* [Source document]
IDL

FILE_CHMOD

FILE_CHMOD

The FILE_CHMOD procedure allows you to change the current access permissions (sometimes known as modes on UNIX platforms) associated with a file or directory. File modes are specified using the standard Posix convention of three protection classes (user, group, other), each containing three attributes (read, write, execute). These permissions can be specified as an octal bitmask in which desired permissions have their associated bit set and unwanted ones have their bits cleared. This is the same format familiar to users of the UNIX chmod(1) command).

Keywords are available to specify permissions without the requirement to specify a bitmask, providing a simpler way to handle many situations. All of the keywords share a similar behavior: Setting them to a non-zero value adds the specified permission to the Mode argument. Setting the keyword to 0 removes that permission.

To find the current protection settings for a given file, you can use the GET_MODE keyword to the FILE_TEST function.

Examples


In the first example, we make the file moose.dat read only to everyone except the owner of the file, but not change any other settings:

FILE_CHMOD, 'moose.dat', /U_WRITE, G_WRITE=0, O_WRITE=0

In the next example, we make the file readable and writable to the owner and group, but read-only to anyone else, and remove any other modes:

FILE_CHMOD, 'moose.dat', '664'o

Note: To find the current protection settings for a given file, you can use the GET_MODE keyword to the FILE_TEST function.

Syntax


FILE_CHMOD, File [, Mode] [, /A_EXECUTE |, /A_READ |, /A_WRITE] [, /G_EXECUTE | /G_READ | , /G_WRITE] [, /NOEXPAND_PATH] [, /O_EXECUTE | /O_READ | , /O_WRITE] [, /U_EXECUTE | /U_READ | , /U_WRITE]

UNIX-Only Keywords: [, /SETGID] [, /SETUID] [, /STICKY_BIT]

Arguments


File

A scalar or array of file or directory names for which protection modes will be changed.

Mode

An optional bit mask specifying the absolute protection settings to be applied to the files. If Mode is not supplied, FILE_CHMOD looks up the current modes for the file and uses it instead. Any additional modes specified via keywords are applied relative to the value in Mode. Setting a keyword adds the necessary mode bits to Mode, and clearing it by explicitly setting a keyword to 0 removes those bits from Mode.

* [Records to process]
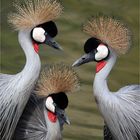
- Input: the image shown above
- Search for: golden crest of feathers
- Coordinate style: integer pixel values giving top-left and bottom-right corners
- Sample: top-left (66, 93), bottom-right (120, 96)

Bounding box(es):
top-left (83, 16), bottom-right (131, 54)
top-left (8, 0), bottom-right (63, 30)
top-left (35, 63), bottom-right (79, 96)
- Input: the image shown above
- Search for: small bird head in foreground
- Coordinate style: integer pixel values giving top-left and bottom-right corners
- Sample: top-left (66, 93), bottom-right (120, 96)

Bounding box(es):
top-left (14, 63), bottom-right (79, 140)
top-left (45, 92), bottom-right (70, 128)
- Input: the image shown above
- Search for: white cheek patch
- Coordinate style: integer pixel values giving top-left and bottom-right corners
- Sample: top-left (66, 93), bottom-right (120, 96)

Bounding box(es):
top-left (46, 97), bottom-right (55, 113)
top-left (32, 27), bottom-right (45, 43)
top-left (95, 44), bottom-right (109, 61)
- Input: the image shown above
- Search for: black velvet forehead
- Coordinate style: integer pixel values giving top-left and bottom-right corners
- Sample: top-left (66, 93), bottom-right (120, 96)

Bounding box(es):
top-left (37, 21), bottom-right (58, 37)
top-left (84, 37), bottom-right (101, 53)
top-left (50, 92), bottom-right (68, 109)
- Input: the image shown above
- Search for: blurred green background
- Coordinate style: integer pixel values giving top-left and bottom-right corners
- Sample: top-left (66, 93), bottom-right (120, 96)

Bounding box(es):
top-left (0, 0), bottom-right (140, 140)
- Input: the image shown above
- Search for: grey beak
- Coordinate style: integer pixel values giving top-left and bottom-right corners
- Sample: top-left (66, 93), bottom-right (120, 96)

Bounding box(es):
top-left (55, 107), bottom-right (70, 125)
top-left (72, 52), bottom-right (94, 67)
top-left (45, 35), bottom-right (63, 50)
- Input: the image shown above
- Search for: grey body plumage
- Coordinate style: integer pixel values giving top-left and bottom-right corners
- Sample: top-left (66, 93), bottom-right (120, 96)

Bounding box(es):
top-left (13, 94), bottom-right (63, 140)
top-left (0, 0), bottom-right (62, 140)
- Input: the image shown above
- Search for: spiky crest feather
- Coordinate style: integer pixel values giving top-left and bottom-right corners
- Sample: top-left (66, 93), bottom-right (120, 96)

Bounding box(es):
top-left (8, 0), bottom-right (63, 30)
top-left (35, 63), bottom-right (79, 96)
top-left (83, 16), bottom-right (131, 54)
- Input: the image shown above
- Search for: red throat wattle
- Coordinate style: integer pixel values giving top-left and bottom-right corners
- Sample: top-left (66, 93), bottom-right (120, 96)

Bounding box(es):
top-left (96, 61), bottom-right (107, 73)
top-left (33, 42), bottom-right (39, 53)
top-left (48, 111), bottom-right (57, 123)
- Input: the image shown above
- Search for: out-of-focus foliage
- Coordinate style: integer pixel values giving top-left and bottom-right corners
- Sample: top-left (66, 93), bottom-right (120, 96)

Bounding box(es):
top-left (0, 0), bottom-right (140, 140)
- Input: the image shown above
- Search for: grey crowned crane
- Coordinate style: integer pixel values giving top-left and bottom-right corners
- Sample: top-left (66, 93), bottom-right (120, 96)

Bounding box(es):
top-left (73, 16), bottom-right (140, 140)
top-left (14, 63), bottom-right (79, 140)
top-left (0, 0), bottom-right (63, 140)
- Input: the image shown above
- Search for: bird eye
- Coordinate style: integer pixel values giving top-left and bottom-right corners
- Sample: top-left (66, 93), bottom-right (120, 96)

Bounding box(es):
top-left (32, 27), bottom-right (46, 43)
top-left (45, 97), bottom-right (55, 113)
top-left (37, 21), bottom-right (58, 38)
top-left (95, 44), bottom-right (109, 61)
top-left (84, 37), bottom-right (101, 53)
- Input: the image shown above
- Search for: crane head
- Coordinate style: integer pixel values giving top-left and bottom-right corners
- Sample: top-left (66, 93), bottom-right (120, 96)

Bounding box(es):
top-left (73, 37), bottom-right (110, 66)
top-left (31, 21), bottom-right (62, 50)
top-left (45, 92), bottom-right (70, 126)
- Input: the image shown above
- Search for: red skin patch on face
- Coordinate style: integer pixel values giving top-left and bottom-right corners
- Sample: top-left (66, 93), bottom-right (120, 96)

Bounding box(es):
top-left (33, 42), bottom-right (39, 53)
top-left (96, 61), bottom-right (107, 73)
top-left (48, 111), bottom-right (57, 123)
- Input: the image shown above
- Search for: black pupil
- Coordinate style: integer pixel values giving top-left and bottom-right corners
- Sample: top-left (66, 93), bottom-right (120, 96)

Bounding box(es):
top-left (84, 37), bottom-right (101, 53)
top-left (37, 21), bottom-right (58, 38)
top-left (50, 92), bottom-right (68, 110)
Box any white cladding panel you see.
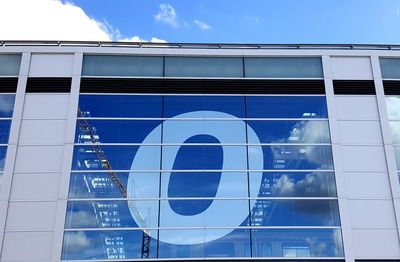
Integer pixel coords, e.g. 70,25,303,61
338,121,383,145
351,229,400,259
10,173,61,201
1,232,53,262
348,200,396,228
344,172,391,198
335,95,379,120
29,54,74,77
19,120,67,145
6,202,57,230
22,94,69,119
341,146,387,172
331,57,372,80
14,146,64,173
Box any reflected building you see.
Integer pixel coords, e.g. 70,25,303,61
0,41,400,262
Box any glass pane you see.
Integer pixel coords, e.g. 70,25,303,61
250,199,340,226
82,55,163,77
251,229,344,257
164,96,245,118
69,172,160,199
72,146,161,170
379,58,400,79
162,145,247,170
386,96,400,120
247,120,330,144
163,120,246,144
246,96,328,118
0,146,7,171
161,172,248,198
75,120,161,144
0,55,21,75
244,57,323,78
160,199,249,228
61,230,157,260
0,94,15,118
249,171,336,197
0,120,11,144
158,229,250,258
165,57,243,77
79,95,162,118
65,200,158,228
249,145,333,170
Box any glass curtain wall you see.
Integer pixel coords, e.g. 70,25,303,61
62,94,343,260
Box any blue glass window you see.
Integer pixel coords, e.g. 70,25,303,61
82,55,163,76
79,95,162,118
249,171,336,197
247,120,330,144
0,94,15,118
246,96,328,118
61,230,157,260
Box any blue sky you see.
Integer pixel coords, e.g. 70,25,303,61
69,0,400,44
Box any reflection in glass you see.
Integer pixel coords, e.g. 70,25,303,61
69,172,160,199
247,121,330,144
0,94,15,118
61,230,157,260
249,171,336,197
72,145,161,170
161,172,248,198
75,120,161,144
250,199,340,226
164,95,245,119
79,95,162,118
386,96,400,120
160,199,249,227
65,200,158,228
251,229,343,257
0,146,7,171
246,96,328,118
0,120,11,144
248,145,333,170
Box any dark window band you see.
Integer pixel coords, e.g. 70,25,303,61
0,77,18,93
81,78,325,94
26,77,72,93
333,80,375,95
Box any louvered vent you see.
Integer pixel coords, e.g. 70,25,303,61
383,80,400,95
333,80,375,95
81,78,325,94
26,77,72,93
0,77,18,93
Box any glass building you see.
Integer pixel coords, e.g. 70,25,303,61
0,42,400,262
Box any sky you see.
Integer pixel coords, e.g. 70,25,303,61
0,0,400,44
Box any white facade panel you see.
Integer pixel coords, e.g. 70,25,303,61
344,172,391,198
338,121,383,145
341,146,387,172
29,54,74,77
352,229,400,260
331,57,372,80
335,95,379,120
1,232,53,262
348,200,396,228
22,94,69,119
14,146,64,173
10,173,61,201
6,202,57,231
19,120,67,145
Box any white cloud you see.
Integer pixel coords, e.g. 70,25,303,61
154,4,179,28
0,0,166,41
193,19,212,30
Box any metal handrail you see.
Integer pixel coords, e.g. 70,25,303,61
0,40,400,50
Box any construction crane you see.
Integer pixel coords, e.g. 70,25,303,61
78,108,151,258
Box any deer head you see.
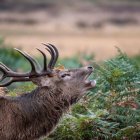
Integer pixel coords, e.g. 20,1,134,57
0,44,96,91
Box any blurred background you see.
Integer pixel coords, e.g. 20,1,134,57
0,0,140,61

* [Short problem 1]
Answer these questions using the FILE_CHMOD documentation.
(a) What are the three protection classes in the standard Posix convention for file modes?
(b) Which keyword of which function finds the current protection settings for a given file?
(c) What does FILE_CHMOD do if the Mode argument is not supplied?
* [Short problem 2] Reproduce the records from their beginning through the line containing "top-left (45, 35), bottom-right (63, 50)", substituting "Look for" for every "Search for" and leaving everything else unchanged. Leave the pictures out.

* [Written reply 1]
(a) User, group, and other.
(b) The GET_MODE keyword to the FILE_TEST function.
(c) It looks up the current modes for the file and uses them instead.

* [Written reply 2]
- Input: the image shown above
- Look for: golden crest of feathers
- Coordinate style: integer pixel values giving top-left and bottom-right corners
- Sample: top-left (66, 93), bottom-right (120, 96)

Bounding box(es):
top-left (83, 16), bottom-right (131, 54)
top-left (8, 0), bottom-right (63, 30)
top-left (35, 63), bottom-right (79, 96)
- Input: the image shown above
- Look for: small bird head in foreground
- Coordinate style: integer pixel values giving top-left and bottom-right corners
- Sample: top-left (66, 93), bottom-right (120, 96)

Bounding box(es):
top-left (14, 63), bottom-right (79, 140)
top-left (45, 92), bottom-right (70, 128)
- Input: the image shown above
- Look for: white cheek patch
- Coordinate style: integer pixel values giving top-left and bottom-right corners
- Sample: top-left (66, 93), bottom-right (120, 96)

Bounding box(es):
top-left (46, 97), bottom-right (55, 113)
top-left (32, 27), bottom-right (45, 43)
top-left (95, 44), bottom-right (109, 61)
- Input: the image shown above
- Look for: black velvet forehead
- Coordinate style: integer pixel values giving top-left and bottom-right corners
- Sample: top-left (66, 93), bottom-right (120, 96)

Bounding box(es):
top-left (37, 21), bottom-right (58, 37)
top-left (84, 37), bottom-right (101, 53)
top-left (50, 92), bottom-right (68, 109)
- Input: the image shown above
- Look for: blurred green background
- Coordinate style: integer pixel values giving top-left and bottom-right corners
- Sample: top-left (66, 93), bottom-right (120, 96)

Bounding box(es):
top-left (0, 0), bottom-right (140, 140)
- Input: the image shown above
- Look for: grey beak
- Coordinate style: integer pixel values giving top-left and bottom-right corners
- Sample: top-left (66, 93), bottom-right (120, 96)

Bounding box(es):
top-left (55, 107), bottom-right (70, 125)
top-left (72, 52), bottom-right (94, 67)
top-left (45, 35), bottom-right (63, 50)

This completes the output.